-------- Extract

Post-traumatic stress disorder (PTSD) isn't limited to soldiers or witnesses of a horrifying event. It can also appear after a heart attack, a stroke, or heart surgery. Not only does PTSD cause emotional and psychological distress, it may also slow recovery and hasten the progression of heart disease, reports the August issue of the Harvard Heart Letter.
A special problem of heart-related PTSD is that the trauma comes from within. Sufferers are constantly on the alert for signs of an impending heart attack, such as a racing heart or shortness of breath. The trouble is, these are also normal responses to physical activity or stress. Some people with heart-related PTSD go to great lengths to avoid these reminders—they stop climbing stairs, making love, or doing other activities that make the heart beat faster. Some stop taking medications that remind them of the heart attack.

----------------
-------- Records provided

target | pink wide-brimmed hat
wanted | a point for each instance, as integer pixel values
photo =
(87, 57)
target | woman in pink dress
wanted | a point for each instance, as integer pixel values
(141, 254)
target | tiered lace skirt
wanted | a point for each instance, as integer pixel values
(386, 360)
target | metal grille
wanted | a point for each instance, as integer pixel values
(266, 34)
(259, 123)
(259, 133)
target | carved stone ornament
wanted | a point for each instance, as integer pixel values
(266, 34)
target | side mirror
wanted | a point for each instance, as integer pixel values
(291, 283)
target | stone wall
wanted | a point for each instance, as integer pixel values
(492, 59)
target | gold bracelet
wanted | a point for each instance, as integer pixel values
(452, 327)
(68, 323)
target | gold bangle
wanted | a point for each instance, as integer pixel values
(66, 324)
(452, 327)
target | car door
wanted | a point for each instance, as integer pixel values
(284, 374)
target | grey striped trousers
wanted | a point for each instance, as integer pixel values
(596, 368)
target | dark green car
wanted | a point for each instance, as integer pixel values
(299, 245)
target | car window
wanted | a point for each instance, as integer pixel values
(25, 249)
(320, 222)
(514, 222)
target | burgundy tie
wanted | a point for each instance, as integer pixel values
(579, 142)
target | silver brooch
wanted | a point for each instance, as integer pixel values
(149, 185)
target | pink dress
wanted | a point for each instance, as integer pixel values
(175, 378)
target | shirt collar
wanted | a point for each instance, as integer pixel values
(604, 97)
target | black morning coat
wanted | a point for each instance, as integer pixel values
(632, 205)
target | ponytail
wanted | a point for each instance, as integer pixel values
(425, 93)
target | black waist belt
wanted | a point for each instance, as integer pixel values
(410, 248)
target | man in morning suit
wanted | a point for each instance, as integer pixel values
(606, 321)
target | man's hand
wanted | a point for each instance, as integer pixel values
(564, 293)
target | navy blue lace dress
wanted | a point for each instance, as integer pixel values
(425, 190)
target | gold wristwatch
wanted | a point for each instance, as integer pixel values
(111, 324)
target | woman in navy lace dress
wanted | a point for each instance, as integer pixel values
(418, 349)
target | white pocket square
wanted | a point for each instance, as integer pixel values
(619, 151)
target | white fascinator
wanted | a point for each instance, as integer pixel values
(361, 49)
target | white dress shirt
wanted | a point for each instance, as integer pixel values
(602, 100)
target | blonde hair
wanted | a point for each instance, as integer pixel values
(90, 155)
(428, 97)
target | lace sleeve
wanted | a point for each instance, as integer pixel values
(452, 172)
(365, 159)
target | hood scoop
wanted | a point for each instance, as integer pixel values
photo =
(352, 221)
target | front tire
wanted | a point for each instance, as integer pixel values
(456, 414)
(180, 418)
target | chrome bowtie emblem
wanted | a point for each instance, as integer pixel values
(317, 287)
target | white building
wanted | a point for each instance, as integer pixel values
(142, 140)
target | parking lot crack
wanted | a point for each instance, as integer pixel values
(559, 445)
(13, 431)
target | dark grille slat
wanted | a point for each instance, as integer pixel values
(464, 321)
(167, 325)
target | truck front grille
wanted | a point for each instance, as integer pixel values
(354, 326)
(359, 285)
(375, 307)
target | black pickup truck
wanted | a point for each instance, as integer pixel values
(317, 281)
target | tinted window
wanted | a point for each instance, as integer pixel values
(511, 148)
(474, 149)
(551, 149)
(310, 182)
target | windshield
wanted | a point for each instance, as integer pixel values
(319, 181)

----------------

* _What the task asks_:
Write the next part of the article above on post-traumatic stress disorder after heart problems, picking up after its last sentence.

* _Response to the exercise_:
Four questions can help identify PTSD:
• Do you think about the event when you don't want to?
• Do you avoid situations, thoughts, or feelings that remind you of it?
• Do you feel constantly on alert?
• Are you feeling detached from family and friends?
The Harvard Heart Letter notes that treating PTSD starts with talk therapy that aims to help a person come to terms with a traumatic event by conjuring up memories of it in a safe situation. Reconnecting with people, interests, and activities is another goal of therapy. Some people also benefit from taking an antidepressant.